Texte fourni ::
Jeannot et Colin répond par sa fin à une ancienne tentation : celle du repli sur soi comme condition de la sagesse. Zadig l’avait éprouvée et jugulée en insérant sa liberté dans le déterminisme du monde ; Memnon y céda ; Candide lui avait finalement accordé une manière de justification en élargissant la retraite au domaine du jardin. C’est cette dernière solution que reprend Jeannot et Colin sous la forme bien particulière d’un retour du héros à ses limites initiales.

« Jeannot retourna dans sa patrie avec ses parents, qui reprirent leur première

Entretenue jusqu’à ce niveau du récit, la projection fictive de l’idéal se trouve brutalement désamorcée par la dissolution des rêves qui l’entretenaient. La raison lumineuse reprend ainsi tous ses droits. Le dévoilement de l’apparence se double d’une quête lucide des vraies valeurs, au terme de laquelle, le paradis se referme sur lui-même. Tout est donc modifié, arrangé en fonction d’une fin dans laquelle les évènements viennent s’intégrer ; c’est dans ce travail de montage que s’introduit la fiction.

Le matériel ::
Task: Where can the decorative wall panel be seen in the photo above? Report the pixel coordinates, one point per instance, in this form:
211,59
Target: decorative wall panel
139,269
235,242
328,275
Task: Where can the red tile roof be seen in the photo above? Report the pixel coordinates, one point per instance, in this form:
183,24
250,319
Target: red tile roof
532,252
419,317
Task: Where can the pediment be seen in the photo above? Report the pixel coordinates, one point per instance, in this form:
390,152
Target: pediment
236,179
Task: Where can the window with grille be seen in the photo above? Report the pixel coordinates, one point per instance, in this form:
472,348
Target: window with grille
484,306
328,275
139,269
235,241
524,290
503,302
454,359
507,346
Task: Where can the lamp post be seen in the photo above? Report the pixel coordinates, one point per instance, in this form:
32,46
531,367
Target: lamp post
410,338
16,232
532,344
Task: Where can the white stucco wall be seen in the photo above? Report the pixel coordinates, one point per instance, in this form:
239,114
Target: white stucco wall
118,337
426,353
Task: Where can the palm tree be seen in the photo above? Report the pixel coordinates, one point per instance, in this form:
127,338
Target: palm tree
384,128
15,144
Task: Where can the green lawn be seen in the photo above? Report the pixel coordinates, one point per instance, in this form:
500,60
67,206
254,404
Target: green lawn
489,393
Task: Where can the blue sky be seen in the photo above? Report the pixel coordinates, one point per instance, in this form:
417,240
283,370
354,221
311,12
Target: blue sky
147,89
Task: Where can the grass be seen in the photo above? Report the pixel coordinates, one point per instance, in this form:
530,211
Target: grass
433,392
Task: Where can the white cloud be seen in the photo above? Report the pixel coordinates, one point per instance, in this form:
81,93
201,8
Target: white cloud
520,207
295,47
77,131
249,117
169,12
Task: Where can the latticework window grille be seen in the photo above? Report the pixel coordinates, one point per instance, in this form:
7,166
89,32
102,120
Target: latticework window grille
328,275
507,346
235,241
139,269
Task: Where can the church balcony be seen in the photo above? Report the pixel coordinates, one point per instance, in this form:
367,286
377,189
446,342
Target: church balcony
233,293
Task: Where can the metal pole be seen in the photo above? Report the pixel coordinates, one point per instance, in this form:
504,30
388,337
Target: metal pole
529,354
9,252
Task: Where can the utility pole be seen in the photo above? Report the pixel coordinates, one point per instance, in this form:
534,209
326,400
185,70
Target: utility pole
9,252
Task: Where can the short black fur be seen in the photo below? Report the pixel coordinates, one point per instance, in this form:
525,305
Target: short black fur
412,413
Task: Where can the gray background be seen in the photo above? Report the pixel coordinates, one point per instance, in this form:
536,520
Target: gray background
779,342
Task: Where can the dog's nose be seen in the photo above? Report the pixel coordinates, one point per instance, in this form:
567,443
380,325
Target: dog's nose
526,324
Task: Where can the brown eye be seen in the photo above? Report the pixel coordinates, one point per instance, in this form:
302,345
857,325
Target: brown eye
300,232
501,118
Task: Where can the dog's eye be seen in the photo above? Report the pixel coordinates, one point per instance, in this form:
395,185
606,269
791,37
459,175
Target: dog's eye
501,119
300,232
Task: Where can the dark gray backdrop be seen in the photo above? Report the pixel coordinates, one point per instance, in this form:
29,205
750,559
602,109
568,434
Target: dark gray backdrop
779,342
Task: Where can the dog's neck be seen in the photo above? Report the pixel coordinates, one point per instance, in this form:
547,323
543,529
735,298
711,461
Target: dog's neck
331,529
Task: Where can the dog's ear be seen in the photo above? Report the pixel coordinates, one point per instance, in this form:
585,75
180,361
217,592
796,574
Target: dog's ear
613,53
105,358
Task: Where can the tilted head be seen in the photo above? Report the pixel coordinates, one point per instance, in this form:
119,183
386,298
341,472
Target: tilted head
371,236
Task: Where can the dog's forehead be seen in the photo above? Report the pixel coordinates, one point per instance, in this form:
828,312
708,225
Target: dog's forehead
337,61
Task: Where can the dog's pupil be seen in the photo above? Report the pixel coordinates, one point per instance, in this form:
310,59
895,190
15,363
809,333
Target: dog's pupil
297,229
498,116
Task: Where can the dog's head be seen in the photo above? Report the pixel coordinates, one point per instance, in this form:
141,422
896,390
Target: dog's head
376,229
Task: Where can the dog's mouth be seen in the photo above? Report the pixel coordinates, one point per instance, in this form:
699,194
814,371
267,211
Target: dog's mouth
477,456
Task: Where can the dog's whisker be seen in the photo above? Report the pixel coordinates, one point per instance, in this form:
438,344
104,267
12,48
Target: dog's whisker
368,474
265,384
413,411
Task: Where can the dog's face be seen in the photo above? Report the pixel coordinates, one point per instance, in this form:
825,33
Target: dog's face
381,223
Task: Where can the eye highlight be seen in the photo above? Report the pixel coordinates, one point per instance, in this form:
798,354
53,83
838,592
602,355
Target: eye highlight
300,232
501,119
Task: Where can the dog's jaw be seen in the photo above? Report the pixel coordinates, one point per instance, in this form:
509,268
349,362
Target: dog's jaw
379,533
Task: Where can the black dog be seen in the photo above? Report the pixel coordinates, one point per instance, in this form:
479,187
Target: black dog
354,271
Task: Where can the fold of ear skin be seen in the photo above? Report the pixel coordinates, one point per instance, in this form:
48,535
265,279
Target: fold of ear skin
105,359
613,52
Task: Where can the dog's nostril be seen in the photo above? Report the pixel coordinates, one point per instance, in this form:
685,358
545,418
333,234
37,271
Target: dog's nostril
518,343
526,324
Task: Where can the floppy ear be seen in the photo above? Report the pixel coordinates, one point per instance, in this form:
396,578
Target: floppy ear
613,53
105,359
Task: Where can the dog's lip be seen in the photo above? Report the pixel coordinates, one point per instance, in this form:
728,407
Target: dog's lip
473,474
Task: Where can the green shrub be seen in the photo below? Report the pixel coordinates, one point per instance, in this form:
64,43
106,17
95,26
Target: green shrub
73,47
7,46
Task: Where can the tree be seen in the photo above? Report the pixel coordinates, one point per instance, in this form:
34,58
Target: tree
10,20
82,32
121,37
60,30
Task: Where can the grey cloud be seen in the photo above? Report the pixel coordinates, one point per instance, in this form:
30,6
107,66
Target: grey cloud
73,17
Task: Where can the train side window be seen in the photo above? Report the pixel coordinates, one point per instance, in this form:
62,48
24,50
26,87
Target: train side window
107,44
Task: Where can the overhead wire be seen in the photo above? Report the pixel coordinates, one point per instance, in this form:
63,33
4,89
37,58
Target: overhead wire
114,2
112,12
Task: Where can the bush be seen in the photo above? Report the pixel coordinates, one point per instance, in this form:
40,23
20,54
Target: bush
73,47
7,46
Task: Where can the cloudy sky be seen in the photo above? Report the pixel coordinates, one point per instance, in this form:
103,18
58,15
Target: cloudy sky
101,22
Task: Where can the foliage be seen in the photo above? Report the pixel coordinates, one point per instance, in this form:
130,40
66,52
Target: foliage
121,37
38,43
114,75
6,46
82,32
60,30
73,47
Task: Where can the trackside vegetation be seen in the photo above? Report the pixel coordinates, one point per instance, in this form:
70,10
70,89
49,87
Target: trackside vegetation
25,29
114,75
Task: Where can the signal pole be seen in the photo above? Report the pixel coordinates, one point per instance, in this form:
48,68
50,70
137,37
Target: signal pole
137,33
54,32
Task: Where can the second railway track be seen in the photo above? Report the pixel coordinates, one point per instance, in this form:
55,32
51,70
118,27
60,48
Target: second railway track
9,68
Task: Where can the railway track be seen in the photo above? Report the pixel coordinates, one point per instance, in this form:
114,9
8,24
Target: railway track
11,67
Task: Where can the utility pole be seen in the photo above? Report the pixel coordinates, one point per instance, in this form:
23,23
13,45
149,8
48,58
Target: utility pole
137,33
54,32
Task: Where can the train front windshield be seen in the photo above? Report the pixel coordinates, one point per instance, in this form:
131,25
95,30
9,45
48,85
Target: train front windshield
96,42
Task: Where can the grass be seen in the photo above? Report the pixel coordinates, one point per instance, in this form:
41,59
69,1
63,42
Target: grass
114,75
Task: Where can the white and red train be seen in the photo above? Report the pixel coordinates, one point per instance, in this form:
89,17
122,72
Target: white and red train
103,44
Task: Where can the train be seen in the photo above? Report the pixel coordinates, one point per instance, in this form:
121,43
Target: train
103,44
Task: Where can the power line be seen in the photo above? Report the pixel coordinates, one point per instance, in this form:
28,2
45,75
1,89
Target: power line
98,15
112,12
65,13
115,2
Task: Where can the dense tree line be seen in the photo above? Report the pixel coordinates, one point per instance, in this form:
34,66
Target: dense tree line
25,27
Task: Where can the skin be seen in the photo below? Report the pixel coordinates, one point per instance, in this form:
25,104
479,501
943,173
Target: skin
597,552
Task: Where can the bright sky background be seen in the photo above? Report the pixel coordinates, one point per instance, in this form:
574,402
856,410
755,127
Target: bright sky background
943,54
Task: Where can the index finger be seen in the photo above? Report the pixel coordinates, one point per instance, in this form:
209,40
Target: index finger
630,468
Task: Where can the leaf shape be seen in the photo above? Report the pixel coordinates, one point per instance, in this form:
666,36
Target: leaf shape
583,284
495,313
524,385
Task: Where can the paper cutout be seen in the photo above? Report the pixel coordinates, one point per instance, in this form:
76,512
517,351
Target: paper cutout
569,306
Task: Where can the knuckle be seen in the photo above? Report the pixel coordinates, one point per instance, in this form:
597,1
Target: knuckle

Les consignes ::
- 1) D'après l'extrait sur Jeannot et Colin, pourquoi la raison lumineuse reprend-elle tous ses droits ?
- 2) Recopiez tout le passage de l'extrait sur Jeannot et Colin, de « Entretenue jusqu’à ce » jusqu'à « s’introduit la fiction. ».
- 3) Poursuivez l'extrait sur Jeannot et Colin à partir de l'endroit où il s'arrête.
Ce matériel provient d'une source différente.

Corrigé ::
- 1) La projection fictive de l'idéal, entretenue jusqu'à ce niveau du récit, se trouve brutalement désamorcée par la dissolution des rêves qui l'entretenaient.

- 2)
Entretenue jusqu’à ce niveau du récit, la projection fictive de l’idéal se trouve brutalement désamorcée par la dissolution des rêves qui l’entretenaient. La raison lumineuse reprend ainsi tous ses droits. Le dévoilement de l’apparence se double d’une quête lucide des vraies valeurs, au terme de laquelle, le paradis se referme sur lui-même. Tout est donc modifié, arrangé en fonction d’une fin dans laquelle les évènements viennent s’intégrer ; c’est dans ce travail de montage que s’introduit la fiction.

- 3)
Toutefois, le héros ne découvrira pas seul le sens de sa destinée par un acte ultime de la conscience réconciliée avec elle-même. Colin, son double référent, reste en marge du récit et indique l’erreur. Telle est la nouveauté de Jeannot et Colin : la recherche du sens de la destinée s’opère désormais par le biais d’un couple de personnages, dont chaque composante n’a de sens que par rapport à l’autre. Le héros, dans son existence romanesque, n’est pas seul. Il est inséparable de Colin. Celui-ci constitue la référence qui permet à Jeannot de retrouver inchangée sa situation originelle.

« La bonté d’âme de Colin développe dans le cœur de Jeannot, dit le narrateur, le germe du bon naturel que le monde n’avait pas encore étouffé » [7].

A partir du moment où les deux amis se retrouvent, la vision du spectacle change. De fragmentaire, elle devient subitement globale, permettant ainsi une appréciation plus unifiée du monde. La scène, montrée à partir de Jeannot, puis de Colin, heurte, l’une contre l’autre, l’apparence et la réalité. L’effet de lecture ainsi produit est de nature à creuser l’écart qui sépare le héros de son double référent. En retrouvant Colin, Jeannot mesure la vanité d’une situation qu’il a volontairement provoquée.

Dans ce court récit, ce n’est pas en effet un personnage plein d’innocence qui s’affronte au monde, mais un héros qui en est déjà séduit, à distance. Le « naïf » Colin reste hors du jeu, sorte de témoin amusé et immobile du spectacle. Jeannot se lance à la conquête d’un monde qu’il accepte d’emblée, et auquel il tente de s’identifier par une modification considérable de son comportement.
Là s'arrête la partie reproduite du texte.